#### Direction
Drop every picture, then transcribe the remaining data exactly.

[Stored data]
────

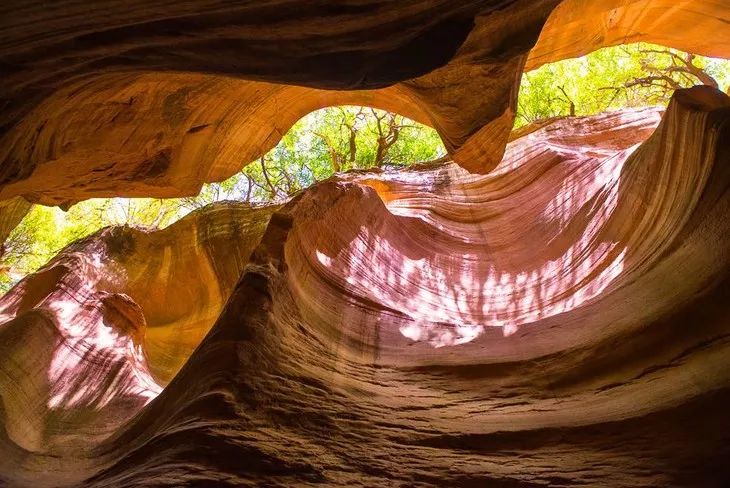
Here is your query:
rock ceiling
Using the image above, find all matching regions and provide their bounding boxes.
[0,0,730,487]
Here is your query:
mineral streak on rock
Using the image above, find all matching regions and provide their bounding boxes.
[0,0,730,487]
[0,88,730,486]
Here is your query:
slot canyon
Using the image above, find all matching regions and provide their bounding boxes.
[0,0,730,488]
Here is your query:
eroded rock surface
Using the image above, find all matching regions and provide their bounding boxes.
[0,0,730,205]
[0,88,730,487]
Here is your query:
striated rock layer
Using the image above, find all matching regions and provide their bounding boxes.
[0,0,730,209]
[0,88,730,487]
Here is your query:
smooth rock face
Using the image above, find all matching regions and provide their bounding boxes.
[0,0,730,487]
[0,0,730,205]
[0,88,730,486]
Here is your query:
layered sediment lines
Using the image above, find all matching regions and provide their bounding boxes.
[0,88,730,486]
[0,0,730,210]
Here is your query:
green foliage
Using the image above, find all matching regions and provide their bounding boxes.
[515,43,730,127]
[0,44,730,292]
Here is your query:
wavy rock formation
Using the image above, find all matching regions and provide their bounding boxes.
[0,0,730,487]
[0,0,730,205]
[0,88,730,486]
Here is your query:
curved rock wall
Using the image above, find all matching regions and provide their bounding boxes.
[0,0,730,205]
[0,0,730,487]
[0,88,730,486]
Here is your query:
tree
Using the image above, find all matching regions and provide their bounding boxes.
[515,43,730,127]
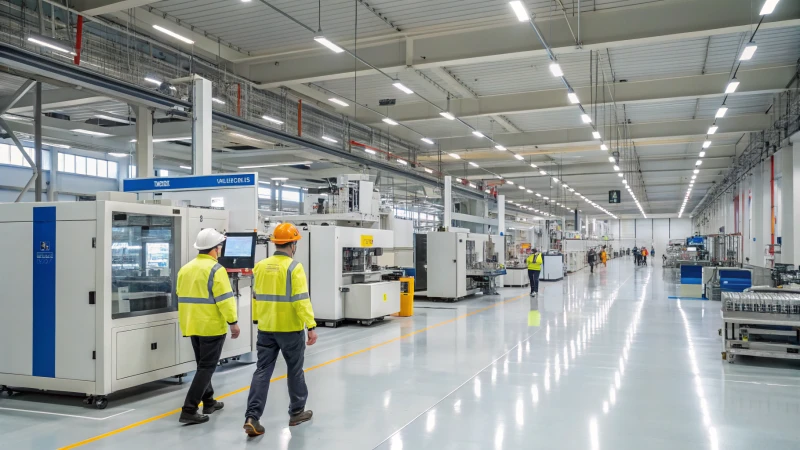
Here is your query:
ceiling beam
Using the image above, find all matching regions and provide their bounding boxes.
[366,66,797,125]
[250,0,800,89]
[431,114,771,152]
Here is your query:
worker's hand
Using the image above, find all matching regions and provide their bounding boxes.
[306,330,317,345]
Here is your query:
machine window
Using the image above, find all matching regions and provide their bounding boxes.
[111,212,178,319]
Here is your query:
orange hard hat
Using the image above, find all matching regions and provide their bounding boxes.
[270,223,300,245]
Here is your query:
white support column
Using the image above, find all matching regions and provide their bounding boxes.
[192,77,212,175]
[134,106,155,178]
[775,144,800,264]
[443,175,453,230]
[497,195,506,236]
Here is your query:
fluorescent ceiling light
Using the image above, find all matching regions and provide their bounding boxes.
[153,25,194,45]
[94,114,131,125]
[392,81,414,94]
[760,0,780,16]
[328,98,350,106]
[72,128,112,137]
[508,0,531,22]
[28,34,75,55]
[739,41,758,61]
[261,116,283,125]
[314,35,344,53]
[567,92,581,105]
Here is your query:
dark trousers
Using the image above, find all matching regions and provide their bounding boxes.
[528,270,542,293]
[245,330,308,420]
[183,334,226,414]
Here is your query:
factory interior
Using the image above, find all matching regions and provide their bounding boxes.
[0,0,800,450]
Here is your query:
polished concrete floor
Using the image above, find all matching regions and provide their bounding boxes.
[0,258,800,450]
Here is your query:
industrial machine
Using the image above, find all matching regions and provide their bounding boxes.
[0,199,252,409]
[720,288,800,363]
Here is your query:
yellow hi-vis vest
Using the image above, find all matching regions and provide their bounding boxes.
[176,254,238,336]
[253,252,317,333]
[527,253,542,270]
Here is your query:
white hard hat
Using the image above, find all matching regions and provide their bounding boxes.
[194,228,225,250]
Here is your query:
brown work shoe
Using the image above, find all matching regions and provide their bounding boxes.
[289,411,314,427]
[242,418,264,437]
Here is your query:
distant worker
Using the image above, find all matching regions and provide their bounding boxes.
[244,223,317,436]
[526,249,542,297]
[180,228,239,424]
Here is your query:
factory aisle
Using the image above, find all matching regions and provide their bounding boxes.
[0,257,800,450]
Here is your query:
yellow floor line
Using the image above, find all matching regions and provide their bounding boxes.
[59,294,526,450]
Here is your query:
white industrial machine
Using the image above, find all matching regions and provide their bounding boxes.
[0,199,252,409]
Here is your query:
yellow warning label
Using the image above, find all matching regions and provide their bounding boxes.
[361,234,373,247]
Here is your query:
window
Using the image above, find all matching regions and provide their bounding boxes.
[64,155,75,173]
[97,159,108,178]
[86,158,97,177]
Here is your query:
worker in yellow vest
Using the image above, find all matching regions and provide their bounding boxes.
[526,249,542,297]
[244,223,317,436]
[180,228,239,424]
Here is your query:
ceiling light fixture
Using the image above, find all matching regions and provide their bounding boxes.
[508,0,531,22]
[261,116,283,125]
[314,34,344,53]
[392,81,414,94]
[328,98,350,106]
[153,25,194,45]
[739,41,758,61]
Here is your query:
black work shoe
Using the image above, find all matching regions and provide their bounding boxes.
[289,411,314,427]
[178,412,208,425]
[203,402,225,414]
[242,417,264,437]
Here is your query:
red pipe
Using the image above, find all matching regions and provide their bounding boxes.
[236,83,242,117]
[74,16,83,66]
[297,99,303,136]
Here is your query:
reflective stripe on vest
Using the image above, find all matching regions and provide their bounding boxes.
[178,264,223,305]
[253,261,309,302]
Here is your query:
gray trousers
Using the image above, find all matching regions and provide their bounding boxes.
[245,331,308,420]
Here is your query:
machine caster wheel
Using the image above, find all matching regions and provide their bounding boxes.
[94,397,108,409]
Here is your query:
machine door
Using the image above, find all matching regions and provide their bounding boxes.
[55,220,96,381]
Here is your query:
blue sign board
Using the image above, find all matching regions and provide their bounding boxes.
[122,173,256,192]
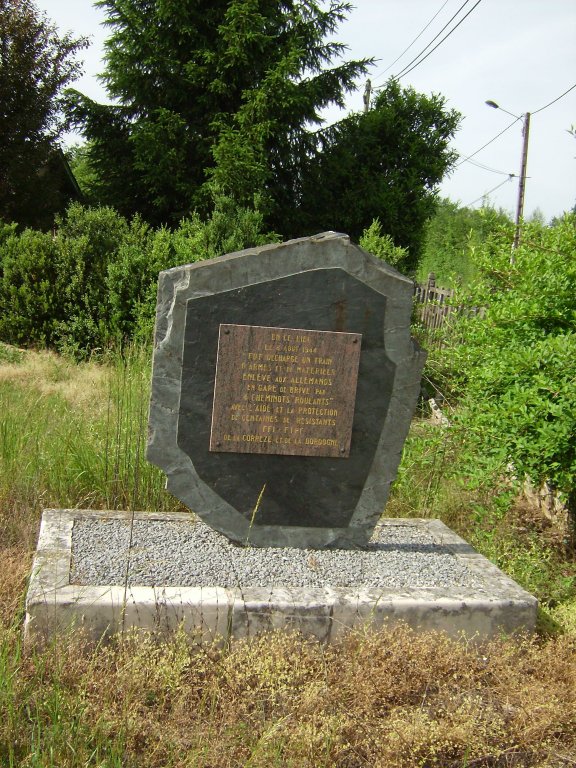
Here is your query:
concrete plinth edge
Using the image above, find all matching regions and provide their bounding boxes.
[24,509,537,642]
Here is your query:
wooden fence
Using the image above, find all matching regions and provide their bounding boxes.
[414,272,455,331]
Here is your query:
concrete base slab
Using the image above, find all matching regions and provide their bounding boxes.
[25,509,537,641]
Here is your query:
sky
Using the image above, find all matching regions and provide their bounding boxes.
[36,0,576,220]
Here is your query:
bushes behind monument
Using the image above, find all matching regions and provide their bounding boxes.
[0,199,277,359]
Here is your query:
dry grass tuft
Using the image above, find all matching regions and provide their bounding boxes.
[0,350,110,412]
[0,626,576,768]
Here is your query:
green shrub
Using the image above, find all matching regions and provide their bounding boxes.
[0,229,65,346]
[359,219,408,267]
[431,214,576,505]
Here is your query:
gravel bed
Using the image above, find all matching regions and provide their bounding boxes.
[70,518,472,588]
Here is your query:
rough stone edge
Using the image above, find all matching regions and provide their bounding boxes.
[24,509,537,644]
[146,232,426,547]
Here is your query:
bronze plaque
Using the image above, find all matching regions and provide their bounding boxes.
[210,324,362,458]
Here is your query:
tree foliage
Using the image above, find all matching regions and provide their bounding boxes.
[64,0,368,224]
[433,214,576,509]
[0,198,277,358]
[418,199,511,287]
[293,80,460,272]
[0,0,87,227]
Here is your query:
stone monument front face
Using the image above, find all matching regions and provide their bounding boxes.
[147,232,425,547]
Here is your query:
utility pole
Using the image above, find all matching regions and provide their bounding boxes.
[510,112,530,254]
[485,100,530,264]
[362,78,372,112]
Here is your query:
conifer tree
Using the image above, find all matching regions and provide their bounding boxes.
[70,0,370,223]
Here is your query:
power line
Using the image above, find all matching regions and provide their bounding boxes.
[463,160,516,176]
[373,0,450,85]
[464,173,514,208]
[395,0,470,77]
[532,83,576,115]
[454,117,522,168]
[394,0,482,80]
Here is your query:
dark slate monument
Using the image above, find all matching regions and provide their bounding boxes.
[148,232,425,548]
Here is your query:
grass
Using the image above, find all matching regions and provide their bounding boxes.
[0,346,576,768]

────

#### Exercise response
Here is your query:
rock ceiling
Using the image above, find all matching regions and provide their bounding boxes.
[0,0,730,487]
Here is your query:
mineral streak on rock
Using the image above, find all matching regions and provide their bounding boxes.
[0,0,730,487]
[0,88,730,486]
Here is your query:
slot canyon
Using the image above, find all matching regions and provide their bounding boxes.
[0,0,730,488]
Here is your query:
eroded rock surface
Using the image above, find all matching regions and provide their bounding boxes.
[0,0,730,205]
[0,88,730,487]
Here is your query:
striated rock layer
Using the image above, find all matching regions and provide their bounding boxes.
[0,0,730,209]
[0,88,730,487]
Here is your query:
smooth rock face
Using the image above, find all matching regions and provide their bounding boxes.
[0,0,730,487]
[0,0,730,205]
[0,88,730,486]
Here is your query:
layered sediment lines
Using the image above, find all matching regions and provide their bounding boxes.
[0,88,730,486]
[0,0,730,210]
Here is your query:
green foliage
Using the image above, find all matching regions and provide their bounding boxes.
[515,43,730,127]
[0,44,730,292]
Here is your query:
wavy rock formation
Using the image above, find all matching regions and provide their bounding boxes.
[0,0,730,487]
[0,0,730,205]
[0,88,730,486]
Here is your query:
curved rock wall
Using the image above, find all matching regions and provide their bounding boxes.
[0,0,730,205]
[0,0,730,487]
[0,88,730,486]
Here is your query:
tree
Using the image above, find all matching regions and provide their bounding boxes.
[515,43,730,127]
Here is your query:
ceiling beam
Using the image above, find all matching regions and provide their bounding boxes.
[366,66,797,125]
[250,0,800,89]
[431,114,771,152]
Here is your query:
worker's hand
Using the image above, find all matching regions and provide their bounding boxes.
[306,330,317,345]
Here is your query:
machine window
Using the image above, find all matching regions and provide their bounding boxes.
[111,212,178,319]
Here is your query:
orange hard hat
Using the image above, find all matching regions and provide their bounding boxes.
[270,223,300,245]
Here is your query:
white support column
Using the image above, find all matching regions and provide their bounding boxes.
[192,77,212,175]
[134,106,155,178]
[775,144,800,264]
[443,175,453,230]
[497,195,506,236]
Here is your query:
fluorescent ceiling light
Using the image above, find all matching regions and provide their bounding boxes.
[153,25,194,45]
[94,114,131,125]
[392,81,414,94]
[760,0,780,16]
[328,98,350,106]
[72,128,112,137]
[508,0,531,22]
[28,34,75,55]
[739,41,758,61]
[261,116,283,125]
[314,35,344,53]
[567,92,581,105]
Here is your query:
dark trousers
Using the image above, find all matching regions and provide their bounding boxes.
[528,270,542,293]
[245,330,308,420]
[183,334,226,414]
Here is your query:
factory interior
Using the image above, find all matching regions and provide their bounding boxes.
[0,0,800,450]
Here is your query:
polished concrete floor
Using the image above, find all matching regions and provide their bounding boxes.
[0,258,800,450]
Here is your query:
industrial machine
Using the image above, find all matching regions and provide their bounding boxes.
[0,199,252,409]
[720,288,800,363]
Here is your query:
yellow hi-vis vest
Using the image above, find all matching regions and provide their bounding boxes.
[176,254,238,336]
[253,252,317,333]
[527,253,542,270]
Here is your query:
white hard hat
Using the image above, find all matching regions and provide their bounding boxes.
[194,228,225,250]
Here is your query:
brown work shoe
Using the image above, find all matching regions and provide their bounding boxes.
[289,411,314,427]
[242,418,264,437]
Here is your query:
distant worker
Using the image above, find all matching regions and provide their bounding boxes.
[244,223,317,436]
[526,249,542,297]
[180,228,239,424]
Here is your query:
factory aisle
Using the image above, find all matching regions and provide their bounding boxes.
[0,257,800,450]
Here is your query:
yellow floor line
Using the image above, find all matching regions and provide their bounding boxes.
[59,294,526,450]
Here is your query:
white industrial machine
Using the image above, find all matching regions and provide their bounding boxes.
[0,199,252,409]
Here is your query:
yellow warning label
Using the image above, find all matching regions and provide their bounding boxes.
[361,234,373,247]
Here is your query:
window
Using the image above, find all matching regions and provide their bounding boxes.
[64,155,75,173]
[97,159,108,178]
[86,158,97,177]
Here is your query:
worker in yellow vest
Using the image above, find all matching regions and provide their bounding boxes.
[526,249,542,297]
[244,223,317,436]
[180,228,239,424]
Here is your query:
ceiling light fixture
Using the image above, find all matching regions and provide their bounding boxes.
[508,0,531,22]
[261,116,283,125]
[314,34,344,53]
[392,81,414,94]
[328,98,350,106]
[153,25,194,45]
[739,41,758,61]
Here is your query:
black work shoe
Using the image above, find all matching regions and provide their bounding boxes.
[289,411,314,427]
[178,412,208,425]
[203,402,225,414]
[242,417,264,437]
Here is your query:
red pipe
Using the image above, find all matching regions and provide their bounding boxes.
[236,83,242,117]
[74,16,83,66]
[297,99,303,136]
Here is your query:
reflective stripe on vest
Using the image above, find all matching regions and provide their bounding boxes.
[178,264,223,305]
[253,261,309,302]
Here is your query:
gray trousers
Using the image above, find all matching regions and provide their bounding boxes.
[245,331,308,420]
Here is your query:
machine caster wheel
Using the image above, find all matching regions and provide their bounding boxes.
[94,397,108,409]
Here is your query:
machine door
Using the image above, find all matching regions and provide their bounding boxes.
[55,220,96,381]
Here is your query:
blue sign board
Using the image above, find all matching regions and provide their bounding boxes.
[122,173,256,192]
Here is your query:
concrete plinth edge
Using the image above, find all matching regions and provide their bounding boxes.
[24,509,537,642]
Here is your query:
wooden fence
Using the image above, find all matching regions and provide their bounding boxes.
[414,272,455,331]
Here is your query:
concrete base slab
Using the image above, find all matching regions and provide their bounding boxes.
[25,509,537,641]
Here is your query:
sky
Using the image above, find all matching regions and provide their bounding boxes.
[36,0,576,220]
Here is your query:
bushes behind monument
Using the image above, find all matching regions and provide their bounding boxes.
[0,199,277,359]
Here is your query:
dry grass tuft
Using the image above, find all matching regions and provide their bounding boxes.
[0,350,110,412]
[0,626,576,768]
Here is your query:
green shrub
Using the image above, find all matching regions and provide their bounding boxes.
[0,229,65,346]
[359,219,408,267]
[431,214,576,505]
Here is your query:
gravel bed
Using the image above, find all matching regions and provide their bounding boxes.
[70,518,472,588]
Here is your query:
rough stone edge
Using the image above, find all matching regions and provide their bounding boxes.
[24,509,537,644]
[146,232,426,547]
Here is your query:
bronze plaque
Using the image above, find all matching regions and provide their bounding boxes.
[210,324,362,458]
Here is your query:
tree foliage
Using the image above, find all matching regions and provide their bounding boxes.
[64,0,368,224]
[433,214,576,509]
[0,198,277,358]
[418,199,511,287]
[293,80,460,272]
[0,0,87,227]
Here is your query:
stone monument front face
Using the image above, find all matching regions and provide their bounding boxes.
[147,232,425,547]
Here is your query:
utility pole
Using the image above, find all matching regions and provide their bounding boxes.
[510,112,530,254]
[485,100,530,264]
[362,78,372,112]
Here is your query:
conifer tree
Using the image above, find all matching regions and provide their bounding boxes.
[70,0,370,223]
Here is your query:
power line
Using the image above, find all matching regions and provide their bounding boxes.
[463,160,516,176]
[373,0,450,85]
[464,173,514,208]
[395,0,470,77]
[532,83,576,115]
[454,117,522,168]
[394,0,482,80]
Here is your query:
dark slate monument
Using the image above, find all matching regions and provide their bounding boxes.
[148,232,425,548]
Here is your query:
grass
Using the image above, find all matching regions and provide their bounding boxes.
[0,346,576,768]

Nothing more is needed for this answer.